━━━ Extrait
Après avoir pris connaissance de toutes les informations, le PTB appelle de nouveau à renoncer à la privatisation de Voo. Voici pourquoi
Ce lundi 23 décembre, le Conseil d'administration d'Enodia (ex-Publifin) doit se prononcer sur la vente du câblo-opérateur Voo au vautour financier américain Providence. Damien Robert, administrateur PTB au sein d'Enodia, a consulté les documents de l'offre, appelle encore une fois à refuser cette vente, qui revient dans les faits à privatiser Voo.
La vente de 51 % des parts de Voo à Providence, qui sera soumise aujourd'hui à 16h au conseil d'administration d'Enodia, est présentée par le PS, le MR et Ecolo comme différente de la version négociée il y a quelques mois par Stéphane Moreau. Pour ces partis, la nouvelle version va maintenir l'emploi, garantir des investissements pour améliorer la qualité des services et rapporter beaucoup d'argent. Le PTB ne partage pas ce point de vue. Damien Robert, administrateur PTB d'Enodia, a pu consulter ce week-end les différents documents. Pour lui, la réalité est toute autre : « Cette privatisation laisse les clés de notre câblo-opérateur à une société américaine dont le seul objectif est de garantir un retour sur investissements minimal de 10 % par an, qui se fera sur le dos des travailleurs et des clients. Pour un parti de gauche comme le nôtre, il est inconcevable de soutenir ce genre de scénarios, certainement avec ce que nous avons découvert en analysant attentivement les conditions de la vente. »
Premièrement, le contrôle de Voo va dorénavant échapper aux actionnaires publics. Sur les 9 administrateurs de la nouvelle société, il y en aura 3 qui seront nommés par Nethys, 1 indépendant et les 5 autres seront nommés par Providence. « Le centre du pouvoir dans cette société sera dorénavant aux mains du fonds d'investissement Providence, explique Damien Robert. Par exemple, concernant les décisions stratégiques et budgétaires, les administrateurs de Nethys n'auront qu'un "droit de regard" et c'est l'intérêt du profit qui va primer encore plus qu'aujourd'hui sur l'intérêt des gens. »
━━━━━━
━━━ Données sources
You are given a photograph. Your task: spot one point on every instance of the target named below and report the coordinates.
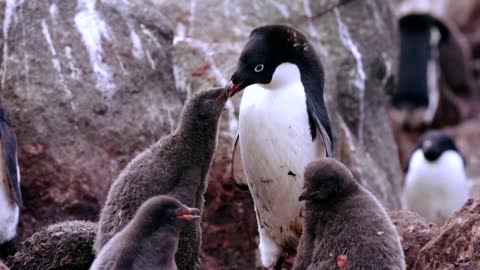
━━━━━━
• _Consigne A_
Selon l'extrait sur la vente de Voo, combien des administrateurs de la nouvelle société seront nommés par Providence ?
• _Consigne B_
D'après l'extrait, pourquoi le contrôle de Voo échapperait-il dorénavant aux actionnaires publics ? Répondez en une à trois phrases.
Les données ci-dessus ne sont pas nécessaires.

• _Réponse complète A_
Cinq des neuf administrateurs.

• _Réponse complète B_
Providence nommera 5 des 9 administrateurs de la nouvelle société, contre 3 pour Nethys et 1 indépendant. Selon Damien Robert, les administrateurs de Nethys n'auront qu'un « droit de regard » sur les décisions stratégiques et budgétaires.